-- begin --

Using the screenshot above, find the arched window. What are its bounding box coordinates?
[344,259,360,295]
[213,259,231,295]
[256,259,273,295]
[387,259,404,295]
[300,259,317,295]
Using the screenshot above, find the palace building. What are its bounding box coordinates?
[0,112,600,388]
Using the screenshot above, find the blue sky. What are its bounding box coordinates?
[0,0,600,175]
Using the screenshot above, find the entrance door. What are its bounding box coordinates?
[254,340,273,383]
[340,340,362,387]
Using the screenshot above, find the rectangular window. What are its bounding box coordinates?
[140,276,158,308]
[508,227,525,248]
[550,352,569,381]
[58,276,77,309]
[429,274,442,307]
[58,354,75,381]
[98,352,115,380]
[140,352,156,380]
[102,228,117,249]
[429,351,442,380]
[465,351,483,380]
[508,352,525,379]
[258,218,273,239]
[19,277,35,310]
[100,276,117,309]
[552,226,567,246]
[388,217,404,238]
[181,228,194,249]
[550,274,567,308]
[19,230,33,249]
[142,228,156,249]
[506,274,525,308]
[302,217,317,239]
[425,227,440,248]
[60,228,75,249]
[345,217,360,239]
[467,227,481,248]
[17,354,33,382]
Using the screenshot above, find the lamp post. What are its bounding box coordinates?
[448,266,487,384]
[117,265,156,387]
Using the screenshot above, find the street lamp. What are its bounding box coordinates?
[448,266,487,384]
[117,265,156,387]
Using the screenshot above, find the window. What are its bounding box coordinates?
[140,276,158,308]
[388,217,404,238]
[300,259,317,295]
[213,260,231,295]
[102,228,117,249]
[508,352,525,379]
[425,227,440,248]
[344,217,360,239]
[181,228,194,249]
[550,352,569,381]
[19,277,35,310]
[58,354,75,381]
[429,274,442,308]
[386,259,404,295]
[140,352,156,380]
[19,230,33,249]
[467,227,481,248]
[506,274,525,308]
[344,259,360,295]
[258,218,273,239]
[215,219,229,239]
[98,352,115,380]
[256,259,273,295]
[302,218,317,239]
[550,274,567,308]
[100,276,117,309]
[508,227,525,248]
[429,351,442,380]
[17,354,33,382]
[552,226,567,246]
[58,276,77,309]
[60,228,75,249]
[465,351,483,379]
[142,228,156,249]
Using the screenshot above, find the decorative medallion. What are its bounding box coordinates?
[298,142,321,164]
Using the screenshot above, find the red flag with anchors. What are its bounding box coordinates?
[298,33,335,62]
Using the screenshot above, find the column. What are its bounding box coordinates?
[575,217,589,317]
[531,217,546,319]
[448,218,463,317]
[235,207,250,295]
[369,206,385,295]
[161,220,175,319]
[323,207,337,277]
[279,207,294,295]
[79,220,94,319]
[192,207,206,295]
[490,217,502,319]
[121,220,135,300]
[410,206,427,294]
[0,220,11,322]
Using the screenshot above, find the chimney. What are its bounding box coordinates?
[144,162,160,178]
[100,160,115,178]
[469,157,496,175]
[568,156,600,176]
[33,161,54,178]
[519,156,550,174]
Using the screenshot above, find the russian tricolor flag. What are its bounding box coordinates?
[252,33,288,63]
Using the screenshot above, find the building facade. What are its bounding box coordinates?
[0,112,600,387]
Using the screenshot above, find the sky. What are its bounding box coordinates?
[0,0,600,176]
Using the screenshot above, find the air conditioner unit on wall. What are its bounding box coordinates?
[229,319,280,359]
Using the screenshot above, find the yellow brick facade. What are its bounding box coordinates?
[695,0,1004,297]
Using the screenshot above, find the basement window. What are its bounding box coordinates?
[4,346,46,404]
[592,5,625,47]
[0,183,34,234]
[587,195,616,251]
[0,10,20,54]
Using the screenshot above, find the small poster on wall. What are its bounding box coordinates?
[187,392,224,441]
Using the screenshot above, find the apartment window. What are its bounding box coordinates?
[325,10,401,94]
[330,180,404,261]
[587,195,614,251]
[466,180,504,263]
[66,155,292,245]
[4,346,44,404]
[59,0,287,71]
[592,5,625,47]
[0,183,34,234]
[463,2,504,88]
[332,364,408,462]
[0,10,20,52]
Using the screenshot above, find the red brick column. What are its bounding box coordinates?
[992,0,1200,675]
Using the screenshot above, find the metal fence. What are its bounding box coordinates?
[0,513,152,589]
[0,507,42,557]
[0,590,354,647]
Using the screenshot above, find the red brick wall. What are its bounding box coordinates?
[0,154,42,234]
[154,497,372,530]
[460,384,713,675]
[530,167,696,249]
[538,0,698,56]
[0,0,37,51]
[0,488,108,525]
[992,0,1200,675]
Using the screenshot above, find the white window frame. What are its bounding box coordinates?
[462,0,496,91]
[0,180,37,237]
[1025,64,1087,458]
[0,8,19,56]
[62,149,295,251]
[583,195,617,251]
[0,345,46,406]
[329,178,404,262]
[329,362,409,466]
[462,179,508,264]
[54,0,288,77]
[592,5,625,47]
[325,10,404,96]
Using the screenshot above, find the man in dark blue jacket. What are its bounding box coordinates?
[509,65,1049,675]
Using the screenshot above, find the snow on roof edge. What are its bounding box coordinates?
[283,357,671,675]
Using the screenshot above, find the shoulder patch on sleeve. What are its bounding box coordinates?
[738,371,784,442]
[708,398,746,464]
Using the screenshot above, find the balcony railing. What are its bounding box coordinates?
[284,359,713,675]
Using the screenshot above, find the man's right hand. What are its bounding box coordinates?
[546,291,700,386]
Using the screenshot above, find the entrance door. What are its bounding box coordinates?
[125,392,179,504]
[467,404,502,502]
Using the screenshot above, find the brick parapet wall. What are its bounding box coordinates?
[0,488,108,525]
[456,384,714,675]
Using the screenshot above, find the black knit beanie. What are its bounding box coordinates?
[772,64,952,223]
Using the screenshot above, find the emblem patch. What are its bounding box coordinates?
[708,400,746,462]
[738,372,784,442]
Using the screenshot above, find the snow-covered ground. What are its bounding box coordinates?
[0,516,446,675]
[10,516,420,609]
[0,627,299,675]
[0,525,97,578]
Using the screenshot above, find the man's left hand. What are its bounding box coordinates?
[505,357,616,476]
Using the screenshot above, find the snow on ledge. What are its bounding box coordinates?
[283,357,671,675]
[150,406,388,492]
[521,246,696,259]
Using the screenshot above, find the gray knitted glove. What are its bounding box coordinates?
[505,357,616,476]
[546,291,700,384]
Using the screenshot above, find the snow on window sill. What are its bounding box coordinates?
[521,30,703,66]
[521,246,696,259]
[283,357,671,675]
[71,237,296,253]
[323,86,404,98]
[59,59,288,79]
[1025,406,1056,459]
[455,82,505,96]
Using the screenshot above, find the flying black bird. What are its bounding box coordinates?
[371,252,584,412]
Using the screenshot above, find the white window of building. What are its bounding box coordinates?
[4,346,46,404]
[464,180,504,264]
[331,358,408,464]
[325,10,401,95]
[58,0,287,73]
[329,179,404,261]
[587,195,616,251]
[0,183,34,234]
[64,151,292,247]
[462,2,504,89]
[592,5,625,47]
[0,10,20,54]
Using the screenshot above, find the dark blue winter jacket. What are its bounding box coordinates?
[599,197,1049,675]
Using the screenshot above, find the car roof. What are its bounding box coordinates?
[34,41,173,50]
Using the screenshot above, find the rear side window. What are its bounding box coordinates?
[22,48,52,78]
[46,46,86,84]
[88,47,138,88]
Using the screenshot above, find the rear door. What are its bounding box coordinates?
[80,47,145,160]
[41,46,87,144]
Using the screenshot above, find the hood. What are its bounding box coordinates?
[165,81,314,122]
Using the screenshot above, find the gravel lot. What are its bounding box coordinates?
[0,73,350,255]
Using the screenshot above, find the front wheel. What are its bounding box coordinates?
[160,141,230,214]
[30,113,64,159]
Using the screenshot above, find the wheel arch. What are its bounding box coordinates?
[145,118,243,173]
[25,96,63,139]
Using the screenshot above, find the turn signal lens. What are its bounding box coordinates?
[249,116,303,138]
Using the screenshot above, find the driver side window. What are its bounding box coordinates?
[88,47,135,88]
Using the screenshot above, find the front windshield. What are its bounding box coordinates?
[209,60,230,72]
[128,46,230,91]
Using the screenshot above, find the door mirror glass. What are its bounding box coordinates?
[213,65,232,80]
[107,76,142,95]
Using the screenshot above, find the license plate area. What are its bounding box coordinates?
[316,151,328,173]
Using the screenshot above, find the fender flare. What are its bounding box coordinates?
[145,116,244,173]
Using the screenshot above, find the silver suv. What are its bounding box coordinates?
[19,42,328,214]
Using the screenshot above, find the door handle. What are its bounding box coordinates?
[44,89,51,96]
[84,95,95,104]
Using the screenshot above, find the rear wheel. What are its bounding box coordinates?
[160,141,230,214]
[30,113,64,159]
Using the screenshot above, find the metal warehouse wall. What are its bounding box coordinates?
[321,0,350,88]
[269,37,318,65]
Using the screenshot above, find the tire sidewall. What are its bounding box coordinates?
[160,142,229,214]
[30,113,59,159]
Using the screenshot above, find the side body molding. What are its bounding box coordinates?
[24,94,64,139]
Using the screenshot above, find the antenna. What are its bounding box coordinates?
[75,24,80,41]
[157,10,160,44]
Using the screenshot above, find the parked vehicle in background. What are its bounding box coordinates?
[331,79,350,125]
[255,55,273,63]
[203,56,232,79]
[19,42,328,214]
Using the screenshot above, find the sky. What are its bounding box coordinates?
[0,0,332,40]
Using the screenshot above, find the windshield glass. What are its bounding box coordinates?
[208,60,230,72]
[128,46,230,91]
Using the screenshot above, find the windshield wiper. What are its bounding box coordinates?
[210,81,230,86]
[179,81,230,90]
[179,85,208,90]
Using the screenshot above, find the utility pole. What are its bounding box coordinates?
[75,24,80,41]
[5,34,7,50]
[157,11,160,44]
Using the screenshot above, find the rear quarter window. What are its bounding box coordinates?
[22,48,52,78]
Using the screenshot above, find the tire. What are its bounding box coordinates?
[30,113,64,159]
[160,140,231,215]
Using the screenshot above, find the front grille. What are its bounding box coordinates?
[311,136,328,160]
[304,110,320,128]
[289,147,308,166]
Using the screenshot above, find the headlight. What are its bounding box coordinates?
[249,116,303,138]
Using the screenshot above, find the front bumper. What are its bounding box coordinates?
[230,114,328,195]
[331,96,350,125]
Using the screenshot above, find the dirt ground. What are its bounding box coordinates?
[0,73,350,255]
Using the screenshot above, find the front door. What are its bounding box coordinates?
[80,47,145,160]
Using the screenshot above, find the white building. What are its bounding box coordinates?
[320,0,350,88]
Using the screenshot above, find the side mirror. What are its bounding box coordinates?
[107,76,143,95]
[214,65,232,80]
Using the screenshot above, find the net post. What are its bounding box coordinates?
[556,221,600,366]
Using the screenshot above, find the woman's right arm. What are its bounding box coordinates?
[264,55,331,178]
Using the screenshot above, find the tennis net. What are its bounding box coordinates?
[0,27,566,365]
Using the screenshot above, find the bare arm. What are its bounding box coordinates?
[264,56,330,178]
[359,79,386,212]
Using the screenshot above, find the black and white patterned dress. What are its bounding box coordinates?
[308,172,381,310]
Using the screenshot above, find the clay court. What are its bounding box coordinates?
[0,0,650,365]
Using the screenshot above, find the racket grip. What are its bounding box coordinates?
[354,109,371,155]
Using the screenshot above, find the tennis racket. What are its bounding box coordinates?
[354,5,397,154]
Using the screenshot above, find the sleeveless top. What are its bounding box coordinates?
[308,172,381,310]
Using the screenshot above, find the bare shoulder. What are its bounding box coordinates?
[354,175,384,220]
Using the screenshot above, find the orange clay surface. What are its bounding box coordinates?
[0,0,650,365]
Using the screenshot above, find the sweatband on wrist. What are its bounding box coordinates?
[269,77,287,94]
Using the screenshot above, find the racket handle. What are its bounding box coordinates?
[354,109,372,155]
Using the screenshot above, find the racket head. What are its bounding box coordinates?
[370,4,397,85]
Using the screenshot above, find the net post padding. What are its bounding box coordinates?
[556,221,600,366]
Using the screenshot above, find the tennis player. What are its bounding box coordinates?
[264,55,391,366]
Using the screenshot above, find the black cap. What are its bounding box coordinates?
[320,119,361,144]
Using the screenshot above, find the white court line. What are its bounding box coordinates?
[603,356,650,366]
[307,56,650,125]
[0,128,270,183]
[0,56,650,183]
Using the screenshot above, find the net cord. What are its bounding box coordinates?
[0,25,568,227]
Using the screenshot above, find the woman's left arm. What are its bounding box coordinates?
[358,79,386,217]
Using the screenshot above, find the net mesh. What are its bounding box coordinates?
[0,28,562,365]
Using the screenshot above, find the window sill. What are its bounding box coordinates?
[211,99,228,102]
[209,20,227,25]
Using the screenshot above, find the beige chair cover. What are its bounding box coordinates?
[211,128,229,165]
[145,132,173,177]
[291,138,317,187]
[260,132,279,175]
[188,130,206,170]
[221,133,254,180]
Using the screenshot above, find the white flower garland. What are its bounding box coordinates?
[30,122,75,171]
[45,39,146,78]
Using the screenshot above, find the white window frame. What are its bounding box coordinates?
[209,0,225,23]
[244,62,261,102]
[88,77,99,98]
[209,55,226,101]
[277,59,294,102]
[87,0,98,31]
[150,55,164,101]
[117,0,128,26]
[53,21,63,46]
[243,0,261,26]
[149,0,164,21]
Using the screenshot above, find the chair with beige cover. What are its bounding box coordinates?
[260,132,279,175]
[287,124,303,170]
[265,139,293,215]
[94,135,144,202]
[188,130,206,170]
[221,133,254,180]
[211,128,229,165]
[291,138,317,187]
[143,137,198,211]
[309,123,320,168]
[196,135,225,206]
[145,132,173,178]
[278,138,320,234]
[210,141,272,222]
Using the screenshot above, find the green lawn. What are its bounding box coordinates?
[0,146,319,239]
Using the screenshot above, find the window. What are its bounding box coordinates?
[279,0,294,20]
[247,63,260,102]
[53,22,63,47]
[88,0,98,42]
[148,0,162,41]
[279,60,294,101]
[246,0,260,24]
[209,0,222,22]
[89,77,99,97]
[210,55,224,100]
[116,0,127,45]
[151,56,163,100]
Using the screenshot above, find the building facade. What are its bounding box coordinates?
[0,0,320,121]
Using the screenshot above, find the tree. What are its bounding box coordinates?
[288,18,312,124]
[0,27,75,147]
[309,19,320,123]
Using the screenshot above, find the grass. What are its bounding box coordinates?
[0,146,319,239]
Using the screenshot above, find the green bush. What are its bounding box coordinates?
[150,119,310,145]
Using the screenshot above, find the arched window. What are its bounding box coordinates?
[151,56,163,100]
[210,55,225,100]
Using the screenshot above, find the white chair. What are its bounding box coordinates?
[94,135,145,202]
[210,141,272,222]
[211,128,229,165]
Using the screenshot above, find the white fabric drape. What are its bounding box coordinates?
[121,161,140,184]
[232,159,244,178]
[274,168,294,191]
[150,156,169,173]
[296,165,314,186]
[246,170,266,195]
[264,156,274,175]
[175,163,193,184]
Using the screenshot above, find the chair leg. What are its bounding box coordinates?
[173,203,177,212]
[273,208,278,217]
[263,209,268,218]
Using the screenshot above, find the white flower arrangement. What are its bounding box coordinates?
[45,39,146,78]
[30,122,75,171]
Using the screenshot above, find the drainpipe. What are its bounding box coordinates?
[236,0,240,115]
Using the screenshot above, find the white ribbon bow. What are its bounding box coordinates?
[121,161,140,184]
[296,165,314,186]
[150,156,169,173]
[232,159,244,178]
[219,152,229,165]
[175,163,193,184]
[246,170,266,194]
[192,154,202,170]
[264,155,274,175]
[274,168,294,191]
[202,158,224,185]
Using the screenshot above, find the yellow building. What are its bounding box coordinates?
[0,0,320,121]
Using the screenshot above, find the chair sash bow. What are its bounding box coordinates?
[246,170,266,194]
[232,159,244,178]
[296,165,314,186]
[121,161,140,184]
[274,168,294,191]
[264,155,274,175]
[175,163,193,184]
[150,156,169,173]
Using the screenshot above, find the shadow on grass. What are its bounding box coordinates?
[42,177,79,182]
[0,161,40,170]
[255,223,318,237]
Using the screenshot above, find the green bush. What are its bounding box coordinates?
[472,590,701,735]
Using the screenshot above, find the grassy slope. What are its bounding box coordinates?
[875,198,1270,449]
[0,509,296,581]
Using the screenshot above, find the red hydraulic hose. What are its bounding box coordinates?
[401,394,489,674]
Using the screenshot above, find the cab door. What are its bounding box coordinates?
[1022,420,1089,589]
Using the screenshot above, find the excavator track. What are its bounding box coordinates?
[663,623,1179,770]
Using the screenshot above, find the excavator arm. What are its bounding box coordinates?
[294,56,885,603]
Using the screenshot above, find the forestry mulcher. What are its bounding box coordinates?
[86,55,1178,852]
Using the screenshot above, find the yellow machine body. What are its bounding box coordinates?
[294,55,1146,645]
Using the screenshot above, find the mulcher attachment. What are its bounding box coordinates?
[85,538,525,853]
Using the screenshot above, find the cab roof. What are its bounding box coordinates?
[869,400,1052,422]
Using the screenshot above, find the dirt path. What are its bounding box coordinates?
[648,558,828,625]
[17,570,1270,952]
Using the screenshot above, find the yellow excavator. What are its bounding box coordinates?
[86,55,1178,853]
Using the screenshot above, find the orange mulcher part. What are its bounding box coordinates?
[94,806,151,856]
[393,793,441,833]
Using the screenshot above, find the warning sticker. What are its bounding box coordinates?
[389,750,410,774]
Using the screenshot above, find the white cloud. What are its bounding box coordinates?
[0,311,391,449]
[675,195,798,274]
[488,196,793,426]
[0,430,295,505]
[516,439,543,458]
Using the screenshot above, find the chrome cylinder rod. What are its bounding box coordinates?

-- end --

» **The task**:
Update the lines from the line with "Using the screenshot above, find the bare shoulder." up to and including the line with "[269,77,287,94]" by replacing "orange" with "red", and leave everything else unchanged.

» **Exercise solution**:
Using the screenshot above, find the bare shoulder. What are its bounding box coordinates?
[354,175,384,220]
Using the screenshot above, find the red clay surface. What are its bounding box coordinates?
[0,0,650,365]
Using the screenshot above, find the sweatband on wrist. What are its bounding box coordinates?
[269,77,287,94]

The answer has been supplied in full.